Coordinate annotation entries

______

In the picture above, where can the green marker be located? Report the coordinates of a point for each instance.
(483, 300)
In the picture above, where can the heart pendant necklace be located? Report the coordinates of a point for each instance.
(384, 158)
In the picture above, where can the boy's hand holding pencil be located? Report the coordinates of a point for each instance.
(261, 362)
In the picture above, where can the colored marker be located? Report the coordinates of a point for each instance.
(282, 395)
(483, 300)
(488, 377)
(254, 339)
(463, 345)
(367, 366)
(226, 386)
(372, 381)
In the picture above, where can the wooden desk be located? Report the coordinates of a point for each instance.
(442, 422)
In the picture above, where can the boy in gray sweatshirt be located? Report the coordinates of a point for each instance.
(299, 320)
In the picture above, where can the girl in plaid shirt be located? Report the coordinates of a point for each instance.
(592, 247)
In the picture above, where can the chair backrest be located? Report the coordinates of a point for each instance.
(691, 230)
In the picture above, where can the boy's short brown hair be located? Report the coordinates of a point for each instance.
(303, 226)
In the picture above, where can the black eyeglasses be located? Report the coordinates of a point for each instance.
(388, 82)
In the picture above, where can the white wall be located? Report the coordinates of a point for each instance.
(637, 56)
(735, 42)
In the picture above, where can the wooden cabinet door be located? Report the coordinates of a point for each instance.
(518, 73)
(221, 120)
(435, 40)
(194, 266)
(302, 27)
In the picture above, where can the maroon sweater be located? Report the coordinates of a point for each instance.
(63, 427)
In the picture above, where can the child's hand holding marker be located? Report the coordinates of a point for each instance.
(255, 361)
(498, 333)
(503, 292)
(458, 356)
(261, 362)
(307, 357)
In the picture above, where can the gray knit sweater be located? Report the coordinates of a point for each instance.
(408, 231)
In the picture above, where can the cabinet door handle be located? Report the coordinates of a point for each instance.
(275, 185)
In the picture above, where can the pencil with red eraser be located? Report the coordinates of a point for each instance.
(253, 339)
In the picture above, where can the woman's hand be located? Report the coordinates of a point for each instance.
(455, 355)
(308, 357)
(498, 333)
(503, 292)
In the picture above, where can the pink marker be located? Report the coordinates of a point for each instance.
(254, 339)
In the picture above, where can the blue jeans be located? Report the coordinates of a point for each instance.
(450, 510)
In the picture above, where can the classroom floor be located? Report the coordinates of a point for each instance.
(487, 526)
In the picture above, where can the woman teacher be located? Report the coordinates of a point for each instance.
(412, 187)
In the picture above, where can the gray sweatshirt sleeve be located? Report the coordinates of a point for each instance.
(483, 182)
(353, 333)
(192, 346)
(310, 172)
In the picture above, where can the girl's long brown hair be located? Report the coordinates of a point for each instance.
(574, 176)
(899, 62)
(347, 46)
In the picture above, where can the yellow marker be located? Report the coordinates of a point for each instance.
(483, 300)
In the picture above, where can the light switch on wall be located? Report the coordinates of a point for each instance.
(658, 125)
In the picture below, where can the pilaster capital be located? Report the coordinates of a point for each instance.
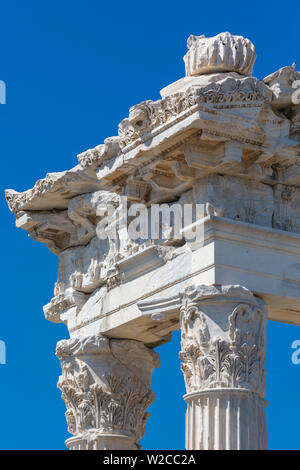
(223, 339)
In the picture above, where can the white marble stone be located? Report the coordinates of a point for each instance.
(221, 138)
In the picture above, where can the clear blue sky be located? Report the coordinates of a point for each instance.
(72, 71)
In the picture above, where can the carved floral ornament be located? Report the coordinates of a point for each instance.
(231, 360)
(106, 385)
(146, 116)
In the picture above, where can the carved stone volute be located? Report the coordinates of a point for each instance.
(106, 387)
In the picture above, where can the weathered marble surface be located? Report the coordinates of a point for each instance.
(219, 137)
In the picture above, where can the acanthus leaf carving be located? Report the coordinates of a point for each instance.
(233, 360)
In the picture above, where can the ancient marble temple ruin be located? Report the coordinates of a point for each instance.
(224, 140)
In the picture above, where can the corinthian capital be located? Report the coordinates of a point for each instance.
(106, 387)
(223, 339)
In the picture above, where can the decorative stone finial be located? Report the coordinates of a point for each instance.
(221, 53)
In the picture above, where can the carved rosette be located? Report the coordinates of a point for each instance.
(106, 387)
(223, 355)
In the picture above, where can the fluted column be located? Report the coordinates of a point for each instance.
(223, 354)
(105, 384)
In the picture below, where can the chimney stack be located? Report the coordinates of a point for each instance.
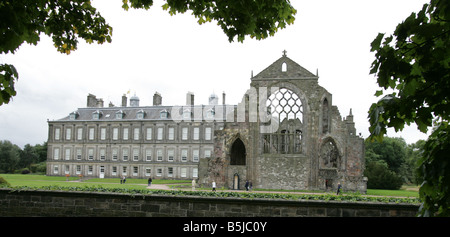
(157, 99)
(190, 98)
(124, 100)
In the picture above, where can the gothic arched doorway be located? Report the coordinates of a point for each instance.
(238, 153)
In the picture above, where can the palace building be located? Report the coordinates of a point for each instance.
(284, 134)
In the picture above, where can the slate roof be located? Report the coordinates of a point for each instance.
(150, 113)
(293, 71)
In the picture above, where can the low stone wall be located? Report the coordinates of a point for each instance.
(86, 204)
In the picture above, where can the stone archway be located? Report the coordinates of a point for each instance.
(238, 153)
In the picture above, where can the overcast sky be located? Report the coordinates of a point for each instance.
(153, 51)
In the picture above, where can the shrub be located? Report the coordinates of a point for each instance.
(4, 183)
(380, 177)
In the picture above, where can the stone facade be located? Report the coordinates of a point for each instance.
(88, 204)
(294, 138)
(284, 134)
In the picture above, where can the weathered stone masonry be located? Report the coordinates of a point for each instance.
(87, 204)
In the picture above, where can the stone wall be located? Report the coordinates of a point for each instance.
(86, 204)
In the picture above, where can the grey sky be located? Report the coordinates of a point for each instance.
(153, 51)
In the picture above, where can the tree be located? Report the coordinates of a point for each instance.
(66, 21)
(385, 163)
(412, 67)
(391, 150)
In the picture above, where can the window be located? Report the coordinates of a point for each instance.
(207, 153)
(171, 133)
(284, 67)
(184, 134)
(102, 133)
(159, 155)
(79, 133)
(102, 154)
(159, 172)
(136, 134)
(149, 133)
(210, 114)
(196, 133)
(125, 133)
(78, 153)
(148, 154)
(148, 171)
(140, 114)
(74, 115)
(184, 155)
(183, 172)
(195, 173)
(115, 133)
(135, 154)
(186, 114)
(120, 114)
(68, 133)
(125, 154)
(96, 115)
(195, 156)
(57, 133)
(284, 103)
(115, 153)
(67, 154)
(164, 114)
(90, 154)
(91, 133)
(170, 154)
(208, 133)
(160, 133)
(56, 154)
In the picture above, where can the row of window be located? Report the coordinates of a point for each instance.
(127, 133)
(124, 171)
(133, 154)
(163, 114)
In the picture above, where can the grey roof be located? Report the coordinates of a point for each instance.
(294, 71)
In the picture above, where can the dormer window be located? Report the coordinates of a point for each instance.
(164, 114)
(120, 114)
(97, 114)
(74, 115)
(210, 113)
(140, 114)
(186, 114)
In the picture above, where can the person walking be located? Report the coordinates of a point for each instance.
(339, 189)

______

**Stated task:** Reproduce each entry precisely. Leave the pictures out.

**Expected answer:**
In the picture above, where can the green marker be located? Report the coordinates of a point for each instance.
(483, 300)
In the picture above, where can the heart pendant necklace be located? Report the coordinates of a point for each instance.
(384, 158)
In the picture above, where can the boy's hand holding pencil be located? Report the coordinates of a point for each instance.
(261, 362)
In the picture above, where can the colored marker be located? Report the coordinates of a point for each instance.
(282, 395)
(483, 300)
(488, 377)
(254, 339)
(463, 345)
(367, 366)
(226, 386)
(372, 381)
In the picture above, where can the wooden desk be located? Report the coordinates of a point for each instance.
(442, 422)
In the picture above, where can the boy in gray sweatshirt be located? Report the coordinates of a point for each instance.
(299, 320)
In the picture above, where can the girl in plaid shirt be located? Report the coordinates of a point for each instance.
(592, 247)
In the picture above, where can the chair backrest be located? Report the coordinates of a point for each instance.
(691, 230)
In the picture above, where can the boy's short brown hair be located? Report the coordinates of a point for each instance.
(303, 226)
In the picture above, where can the black eyeglasses be located? Report the coordinates of a point for each instance.
(388, 82)
In the picture above, where can the white wall be located? Report the coordinates of a point for each instance.
(637, 56)
(735, 42)
In the picture above, where can the wooden cabinet door be located? Report the coordinates of a point for each instance.
(518, 73)
(221, 120)
(435, 40)
(194, 266)
(302, 27)
In the picture above, where can the maroon sweater be located? Report the coordinates of a point for each instance.
(63, 427)
In the picture above, where can the child's hand holding marker be located? Report the coordinates of a point for each instance.
(255, 361)
(498, 333)
(503, 292)
(458, 356)
(261, 362)
(307, 357)
In the picture above, where can the gray knit sweater be located? Report the coordinates of a point for each instance.
(408, 231)
In the picture above, where can the cabinet door handle be located? Report the coordinates of a point for each instance.
(275, 185)
In the picture above, where can the pencil with red eraser be located? Report the coordinates of a point for each instance.
(253, 339)
In the picture above, where can the woman's hand be located? Report the coordinates of a point for each instance.
(455, 355)
(308, 357)
(498, 333)
(503, 292)
In the picture above, where can the pink marker be located? Report the coordinates of a point for each instance.
(254, 339)
In the picture above, where can the blue jeans be located? Report the coordinates of a point for each instance.
(450, 510)
In the picture above, where can the classroom floor be located? Report the coordinates of a point for each instance.
(487, 526)
In the picture above, where can the woman teacher be located? Report the coordinates of a point for each instance.
(412, 187)
In the picture above, where can the gray sweatshirt sleeve be located? Report the coordinates of a point for each instance.
(483, 182)
(353, 333)
(192, 346)
(310, 172)
In the picture above, where can the girl's long brown hair be located? Report the coordinates of a point for each instance.
(574, 176)
(899, 62)
(347, 46)
In the picture above, where can the yellow marker be located? Report the coordinates of a point for each instance.
(483, 300)
In the picture above, where can the light switch on wall be located? Report the coordinates of a point for each instance.
(658, 125)
In the picture below, where can the pilaster capital be located? Report the coordinates of a point for each instance.
(223, 339)
In the picture above, where can the white marble stone be located? Report the coordinates of a point for each instance.
(221, 138)
In the picture above, where can the clear blue sky be located? Report the coordinates of a point for each instance.
(72, 71)
In the picture above, where can the carved floral ornament be located? Report the coordinates of a point for each instance.
(231, 360)
(106, 385)
(146, 116)
In the picture above, where can the carved stone volute be located? Report the coordinates of a point for each instance.
(106, 387)
In the picture above, where can the weathered marble surface be located? Report the coordinates of a point for each instance.
(219, 137)
In the picture above, where can the acanthus leaf carving be located? Report the coordinates of a point for each instance.
(233, 360)
In the picture above, where can the ancient marble temple ruin be located? Report the coordinates of a point for each instance.
(224, 140)
In the picture above, where can the corinthian capital be located? Report the coordinates of a point for each instance.
(106, 387)
(223, 339)
In the picture above, where can the decorative stone finial be located? Report the coordinates of a point for each instance.
(221, 53)
In the picture above, where can the carved rosette be located? Report the coordinates of a point for each instance.
(106, 387)
(223, 355)
In the picture above, where can the fluted column be located? Report the coordinates of a point for each instance.
(223, 354)
(105, 384)
In the picture below, where can the chimney stack be located? Report the coordinates of a point for each instance.
(157, 99)
(190, 98)
(124, 100)
In the picture above, where can the gothic arched doorway be located? Report the coordinates of a point for each instance.
(238, 153)
In the picture above, where can the palace building be located? Report the coordinates of a point for each instance.
(284, 134)
In the picture above, where can the slate roof be located? Report the coordinates of a point for each instance.
(150, 113)
(293, 71)
In the picture above, where can the low stone wall be located? Report the coordinates of a point for each instance.
(86, 204)
In the picture above, where can the stone archway be located? Report the coordinates of a point for each instance.
(238, 153)
In the picture above, where can the overcast sky be located? Report the coordinates of a point for each instance.
(153, 51)
In the picture above, where can the shrub be located? Report the coordinates of a point for each instance.
(4, 183)
(380, 177)
In the picture above, where can the stone facade be located? Report the coordinates of a point for each instance.
(88, 204)
(294, 138)
(284, 134)
In the picture above, where can the weathered stone masonry be located? Report the coordinates of a point for each instance.
(87, 204)
In the picture above, where can the stone wall be located? Report the coordinates of a point for each instance.
(86, 204)
In the picture above, where can the grey sky be located? Report the coordinates of a point for each instance.
(153, 51)
In the picture above, where can the tree be located? Report the coordinates of a point for each instance.
(66, 21)
(385, 163)
(412, 67)
(391, 150)
In the picture above, where can the window be located? Report the coordinates of a point for each instance.
(207, 153)
(171, 133)
(284, 67)
(184, 134)
(102, 133)
(159, 155)
(79, 133)
(102, 154)
(159, 172)
(136, 134)
(149, 133)
(210, 114)
(196, 133)
(125, 133)
(78, 153)
(148, 154)
(148, 171)
(140, 114)
(74, 115)
(184, 155)
(183, 172)
(195, 173)
(115, 133)
(135, 154)
(186, 114)
(120, 114)
(68, 133)
(125, 154)
(96, 115)
(195, 156)
(57, 133)
(284, 103)
(115, 153)
(67, 154)
(164, 114)
(90, 154)
(91, 133)
(170, 154)
(208, 133)
(160, 133)
(56, 154)
In the picture above, where can the row of window be located? Report the coordinates of a point for each instance.
(127, 133)
(124, 171)
(133, 154)
(163, 114)
In the picture above, where can the grey roof be located? Report the coordinates of a point for each instance.
(294, 71)
In the picture above, where can the dormer window be located? Report the coordinates of a point for each instance.
(164, 114)
(120, 114)
(97, 114)
(74, 115)
(210, 113)
(140, 114)
(186, 114)
In the picture above, where can the person walking be located? Report the coordinates of a point for each instance.
(339, 189)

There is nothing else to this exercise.